◆ Document excerpt:
§ §

By way of T's gradually developing awareness of how the practices that have made him successful are the very actions causing losses in the natural world, Millet shows the answers to two of my most perplexing questions: how will mankind ever wake up to the damage being done and will we wake up in time to avert our own extinction? Her answer to the first is, very slowly. To the second, possibly not.

One of the recent developments in writing style is evident in How the Dead Dream. It is a certain deadpan, reportorial, removed voice. I am coming across it more and more in contemporary fiction and sometimes find it disconcerting. I wonder if the trend in non-fiction writing toward a more creative, literary style is having an inverse effect on fiction toward a fact-based journalistic style.

Millet took me into the psyche of T but with a distinct lack of sentiment. And yet, when he loses his girlfriend, her rendering of the grief process is one of the best I have ever read. Some of the scenes between T and animals have the potential to rend the heart with a Steven Spielberg-type sentimentality, but she never crosses that line. She keeps her distance. It is as though she were practicing tough love on her readers, saying this is what real life is made up of, so you better just suck it up and keep trying for some semblance of being admirable.

In the end, the book did not end but left me hanging. Then I remembered it was the first of a trilogy and there is more to come. Some readers complain about author manipulation. I've never been much bothered by it. I expect an author to have her way with me. Why else would I read so much? Along with the voice I mentioned above, Millet's prose is also poetic, even other worldly at times.

Reader, beware. You will be manipulated and you might just like it.


Wednesday, January 09, 2013

CLOUD ATLAS






Cloud Atlas, David Mitchell, Random House Inc, 2004, 509 pp



What can I say? I had a hard time with this book, extremely hard. If it hadn't been made into a movie this year, it would still be on my shelf where it has been for many years and I would still be filled with the anticipation of a great read. But the movie was released, I have read the book, and I feel like a failure because I did not really love it and I can't gush.

All my pride as a reader is gone. After dissing reading group members who whine about too many characters, too much jumping around in time, having to read dialect, I have been defeated by all of the above.

I wonder if I should take a class on Cloud Atlas so I can have it explained or at least be made to write a paper or take an exam, forcing me to find and answer the right questions.

OK, there were some parts I liked, some characters I remember. I can admit, grudgingly, that Mitchell created and mastered all those different voices and styles. I got his message that we are ruining our planet and our fellowmen. 

I can tell you one thing for sure: at a 2.5 hours running time, I will not be seeing Cloud Atlas in a theater. I would have to pee at least once and I would surely need a smoke.


(Cloud Atlas is available in various formats by order from Once Upon A Time Bookstore.)

§ §

◆ Rows from a data source:
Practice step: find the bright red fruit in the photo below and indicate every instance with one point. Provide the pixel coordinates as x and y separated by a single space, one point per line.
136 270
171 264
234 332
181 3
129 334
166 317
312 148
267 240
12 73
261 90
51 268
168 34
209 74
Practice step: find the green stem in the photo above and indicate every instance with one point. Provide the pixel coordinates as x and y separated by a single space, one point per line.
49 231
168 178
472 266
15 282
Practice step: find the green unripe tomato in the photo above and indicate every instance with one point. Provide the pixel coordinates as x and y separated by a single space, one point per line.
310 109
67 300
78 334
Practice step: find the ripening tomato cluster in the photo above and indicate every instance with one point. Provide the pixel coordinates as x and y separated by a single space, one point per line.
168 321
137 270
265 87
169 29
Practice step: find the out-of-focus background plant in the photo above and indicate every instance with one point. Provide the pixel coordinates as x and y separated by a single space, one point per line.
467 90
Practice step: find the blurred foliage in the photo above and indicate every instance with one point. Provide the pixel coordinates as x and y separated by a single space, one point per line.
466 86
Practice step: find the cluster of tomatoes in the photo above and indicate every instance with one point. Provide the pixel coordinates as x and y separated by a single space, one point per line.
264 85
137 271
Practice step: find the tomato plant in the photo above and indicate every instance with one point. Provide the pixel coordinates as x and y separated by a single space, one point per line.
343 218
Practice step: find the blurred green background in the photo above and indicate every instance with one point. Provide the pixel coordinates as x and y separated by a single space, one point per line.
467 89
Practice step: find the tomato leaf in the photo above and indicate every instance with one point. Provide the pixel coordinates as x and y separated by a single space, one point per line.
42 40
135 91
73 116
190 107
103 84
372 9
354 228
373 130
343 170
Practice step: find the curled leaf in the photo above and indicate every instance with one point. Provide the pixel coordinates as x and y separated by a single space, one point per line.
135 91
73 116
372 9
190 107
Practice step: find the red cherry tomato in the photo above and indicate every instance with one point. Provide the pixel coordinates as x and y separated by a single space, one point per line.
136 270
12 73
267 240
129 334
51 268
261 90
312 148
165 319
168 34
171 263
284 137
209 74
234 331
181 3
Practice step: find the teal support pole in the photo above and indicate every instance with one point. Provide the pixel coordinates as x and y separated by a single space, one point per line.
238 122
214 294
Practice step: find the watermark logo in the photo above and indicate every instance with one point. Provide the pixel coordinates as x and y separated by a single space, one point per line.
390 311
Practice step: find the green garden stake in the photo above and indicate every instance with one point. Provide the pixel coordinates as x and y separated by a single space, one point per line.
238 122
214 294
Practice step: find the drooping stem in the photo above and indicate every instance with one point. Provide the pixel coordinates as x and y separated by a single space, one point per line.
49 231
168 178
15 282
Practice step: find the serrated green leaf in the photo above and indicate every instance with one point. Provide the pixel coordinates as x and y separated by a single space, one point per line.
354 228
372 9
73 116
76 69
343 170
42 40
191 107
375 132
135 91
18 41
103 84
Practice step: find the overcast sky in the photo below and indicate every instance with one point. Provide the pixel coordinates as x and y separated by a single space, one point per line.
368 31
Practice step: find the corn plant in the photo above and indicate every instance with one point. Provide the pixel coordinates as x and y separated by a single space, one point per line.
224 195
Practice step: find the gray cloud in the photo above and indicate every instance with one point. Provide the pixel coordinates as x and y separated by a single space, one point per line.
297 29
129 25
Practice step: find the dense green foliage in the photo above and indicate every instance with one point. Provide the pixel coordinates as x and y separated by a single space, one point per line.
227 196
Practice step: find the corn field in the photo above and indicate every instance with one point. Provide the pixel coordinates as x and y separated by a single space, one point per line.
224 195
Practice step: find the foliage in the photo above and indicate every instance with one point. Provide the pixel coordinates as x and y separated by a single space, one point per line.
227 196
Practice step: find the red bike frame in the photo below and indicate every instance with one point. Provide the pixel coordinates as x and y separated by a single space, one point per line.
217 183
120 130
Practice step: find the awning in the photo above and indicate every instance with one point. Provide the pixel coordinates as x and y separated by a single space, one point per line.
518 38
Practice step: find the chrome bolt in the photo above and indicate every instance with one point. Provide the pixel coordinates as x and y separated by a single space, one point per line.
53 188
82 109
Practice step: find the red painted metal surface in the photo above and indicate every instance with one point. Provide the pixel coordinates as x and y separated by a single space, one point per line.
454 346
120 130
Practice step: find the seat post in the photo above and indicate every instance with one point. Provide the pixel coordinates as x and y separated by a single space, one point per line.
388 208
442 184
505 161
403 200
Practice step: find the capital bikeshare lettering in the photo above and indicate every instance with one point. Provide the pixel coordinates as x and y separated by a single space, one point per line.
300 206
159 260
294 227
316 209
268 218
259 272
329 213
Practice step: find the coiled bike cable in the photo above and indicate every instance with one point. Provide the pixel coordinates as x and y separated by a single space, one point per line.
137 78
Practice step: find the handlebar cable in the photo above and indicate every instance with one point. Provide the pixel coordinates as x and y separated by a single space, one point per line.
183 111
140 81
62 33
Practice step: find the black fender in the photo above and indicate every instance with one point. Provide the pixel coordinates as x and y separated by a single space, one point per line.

§ §

◆ Instructions for the task: Reproduce the book reviews word for word, from "All my pride" up to and including "need a smoke.".

◆ Task solution:
All my pride as a reader is gone. After dissing reading group members who whine about too many characters, too much jumping around in time, having to read dialect, I have been defeated by all of the above.

I wonder if I should take a class on Cloud Atlas so I can have it explained or at least be made to write a paper or take an exam, forcing me to find and answer the right questions.

OK, there were some parts I liked, some characters I remember. I can admit, grudgingly, that Mitchell created and mastered all those different voices and styles. I got his message that we are ruining our planet and our fellowmen. 

I can tell you one thing for sure: at a 2.5 hours running time, I will not be seeing Cloud Atlas in a theater. I would have to pee at least once and I would surely need a smoke.